The data |
################

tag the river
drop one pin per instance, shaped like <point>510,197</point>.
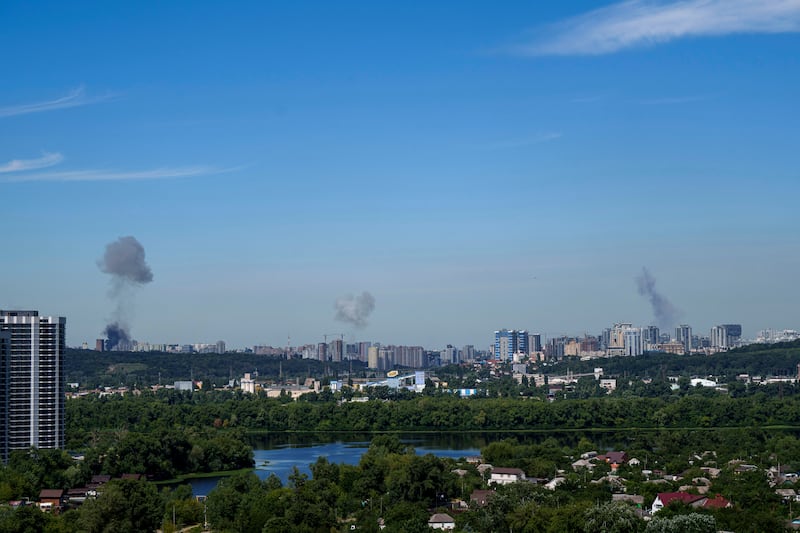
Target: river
<point>279,454</point>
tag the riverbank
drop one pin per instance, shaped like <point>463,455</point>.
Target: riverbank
<point>188,478</point>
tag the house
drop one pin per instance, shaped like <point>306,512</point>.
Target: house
<point>583,463</point>
<point>787,495</point>
<point>555,482</point>
<point>663,499</point>
<point>51,500</point>
<point>441,521</point>
<point>504,476</point>
<point>629,498</point>
<point>77,496</point>
<point>619,458</point>
<point>480,496</point>
<point>717,502</point>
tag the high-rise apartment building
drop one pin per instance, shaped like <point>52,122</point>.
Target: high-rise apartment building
<point>650,336</point>
<point>633,342</point>
<point>534,342</point>
<point>34,382</point>
<point>508,342</point>
<point>683,335</point>
<point>725,336</point>
<point>5,352</point>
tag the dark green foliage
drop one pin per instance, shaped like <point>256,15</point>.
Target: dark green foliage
<point>123,506</point>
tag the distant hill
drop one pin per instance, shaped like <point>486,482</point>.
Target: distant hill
<point>779,359</point>
<point>91,369</point>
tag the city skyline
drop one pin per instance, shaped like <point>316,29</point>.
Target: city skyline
<point>465,166</point>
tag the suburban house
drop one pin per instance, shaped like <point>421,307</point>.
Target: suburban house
<point>441,521</point>
<point>480,496</point>
<point>619,458</point>
<point>504,476</point>
<point>663,499</point>
<point>51,500</point>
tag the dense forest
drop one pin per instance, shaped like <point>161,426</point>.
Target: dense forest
<point>165,434</point>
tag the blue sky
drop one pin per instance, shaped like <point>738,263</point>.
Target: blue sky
<point>472,166</point>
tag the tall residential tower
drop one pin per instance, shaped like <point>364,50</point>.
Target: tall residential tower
<point>33,385</point>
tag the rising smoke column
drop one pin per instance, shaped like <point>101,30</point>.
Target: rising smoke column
<point>665,313</point>
<point>354,309</point>
<point>124,261</point>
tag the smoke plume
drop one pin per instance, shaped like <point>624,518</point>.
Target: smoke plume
<point>355,309</point>
<point>116,334</point>
<point>665,313</point>
<point>124,262</point>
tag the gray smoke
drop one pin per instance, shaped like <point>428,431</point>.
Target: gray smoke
<point>124,261</point>
<point>665,313</point>
<point>355,309</point>
<point>116,334</point>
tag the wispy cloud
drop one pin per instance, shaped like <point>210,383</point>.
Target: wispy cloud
<point>75,98</point>
<point>132,175</point>
<point>642,23</point>
<point>526,141</point>
<point>673,100</point>
<point>21,165</point>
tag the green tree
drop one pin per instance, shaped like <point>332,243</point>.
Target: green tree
<point>124,506</point>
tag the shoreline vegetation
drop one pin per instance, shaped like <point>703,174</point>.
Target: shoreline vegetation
<point>182,478</point>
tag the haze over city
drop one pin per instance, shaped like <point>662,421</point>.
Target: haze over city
<point>417,174</point>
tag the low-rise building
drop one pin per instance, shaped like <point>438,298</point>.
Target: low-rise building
<point>504,476</point>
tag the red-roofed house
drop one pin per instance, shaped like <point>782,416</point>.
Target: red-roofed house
<point>51,500</point>
<point>441,521</point>
<point>619,458</point>
<point>663,499</point>
<point>480,496</point>
<point>717,502</point>
<point>504,476</point>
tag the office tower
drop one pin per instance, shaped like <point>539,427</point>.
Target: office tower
<point>651,336</point>
<point>372,357</point>
<point>534,343</point>
<point>633,342</point>
<point>508,342</point>
<point>725,336</point>
<point>34,384</point>
<point>617,335</point>
<point>468,352</point>
<point>449,355</point>
<point>363,350</point>
<point>683,334</point>
<point>5,352</point>
<point>336,350</point>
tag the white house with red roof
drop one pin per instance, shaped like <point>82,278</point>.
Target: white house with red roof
<point>663,499</point>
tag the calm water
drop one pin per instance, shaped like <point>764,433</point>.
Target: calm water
<point>281,453</point>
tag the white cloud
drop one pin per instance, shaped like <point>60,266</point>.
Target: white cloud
<point>21,165</point>
<point>527,141</point>
<point>75,98</point>
<point>642,23</point>
<point>102,175</point>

################

What is required | Give the entries again exactly, but skip every image.

Answer for the task |
tag the river
drop one pin per instance, shaped like <point>510,197</point>.
Target: river
<point>279,454</point>
tag the riverbank
drop one pin per instance, shaped like <point>463,455</point>.
Target: riverbank
<point>188,478</point>
tag the house
drop one pin per instance, shaped like <point>306,512</point>.
Target: house
<point>583,463</point>
<point>787,495</point>
<point>555,482</point>
<point>663,499</point>
<point>51,500</point>
<point>441,521</point>
<point>504,476</point>
<point>629,498</point>
<point>77,496</point>
<point>619,458</point>
<point>480,496</point>
<point>717,502</point>
tag the high-rise apartment building
drop one pin per instance, shaped like <point>52,122</point>.
Target: high-rise apartment building
<point>650,336</point>
<point>633,342</point>
<point>534,342</point>
<point>34,382</point>
<point>508,342</point>
<point>683,335</point>
<point>725,336</point>
<point>5,352</point>
tag the dark green foliage
drop one pin per instance, shaped like <point>256,15</point>.
Target: dark green foliage
<point>123,506</point>
tag the distant hill
drop one pin per instance, shaped like <point>486,482</point>.
Target: distant hill
<point>779,359</point>
<point>91,369</point>
tag the city skyline
drop one pin per instance, shaped like <point>316,29</point>.
Target: city skyline
<point>465,166</point>
tag the suburban house
drop one pin per instance, shaped like <point>421,307</point>.
Target: suburban house
<point>441,521</point>
<point>480,496</point>
<point>619,458</point>
<point>504,476</point>
<point>663,499</point>
<point>51,500</point>
tag the dense forest
drop one pin per instance, shaped like <point>161,426</point>.
Target: dense forest
<point>165,434</point>
tag the blue sky
drop one pin per instance, shaped like <point>738,263</point>.
Target: blue sky
<point>472,166</point>
tag the tall residential tower
drop one pin per instance, shaped like <point>364,50</point>.
Target: tall residential tower
<point>33,385</point>
tag the rising smoke column
drop one pin per instance, shaped like <point>101,30</point>.
Target: rising smoke column
<point>665,313</point>
<point>354,309</point>
<point>124,261</point>
tag the smoke plume
drop one pin per instance, shaped like <point>624,518</point>.
Target: smoke plume
<point>355,309</point>
<point>116,334</point>
<point>665,313</point>
<point>124,262</point>
tag the gray smoke
drop one pin per instance, shaped like <point>428,431</point>.
Target: gray smoke
<point>124,261</point>
<point>665,313</point>
<point>355,309</point>
<point>116,334</point>
tag the wispy cloud
drop one pin per instance, shaped like <point>210,383</point>.
Target: wispy cloud
<point>75,98</point>
<point>132,175</point>
<point>642,23</point>
<point>526,141</point>
<point>673,100</point>
<point>21,165</point>
tag the green tree
drop one pin per instance, shaped like <point>332,243</point>.
Target: green tree
<point>124,506</point>
tag the shoreline vegetation
drop one pin per instance, shaped like <point>703,174</point>.
Target: shoreline vegetation
<point>182,478</point>
tag the haze over city
drop one pin per instance, shaped like <point>662,421</point>.
Target: haze over city
<point>417,174</point>
tag the low-rise building
drop one pin per instance, shaped like <point>438,298</point>.
Target: low-rise building
<point>504,476</point>
tag the red-roofed house
drop one pin per instance, shaped like <point>782,416</point>.
Target: red-roofed house
<point>51,500</point>
<point>441,521</point>
<point>619,458</point>
<point>663,499</point>
<point>480,496</point>
<point>717,502</point>
<point>504,476</point>
tag the office tower
drop one pin per instance, shaped like <point>539,427</point>.
Target: office tower
<point>651,336</point>
<point>372,357</point>
<point>534,343</point>
<point>633,342</point>
<point>508,342</point>
<point>725,336</point>
<point>34,384</point>
<point>617,335</point>
<point>468,352</point>
<point>449,355</point>
<point>363,350</point>
<point>683,334</point>
<point>5,352</point>
<point>336,350</point>
tag the white house with red roof
drop one pin per instance, shaped like <point>82,278</point>.
Target: white house with red roof
<point>663,499</point>
tag the calm water
drop one pin per instance, shaped like <point>764,433</point>.
Target: calm water
<point>281,453</point>
tag the white cloud
drop one pin per instance, shaped like <point>60,266</point>.
Target: white cloud
<point>21,165</point>
<point>527,141</point>
<point>75,98</point>
<point>642,23</point>
<point>102,175</point>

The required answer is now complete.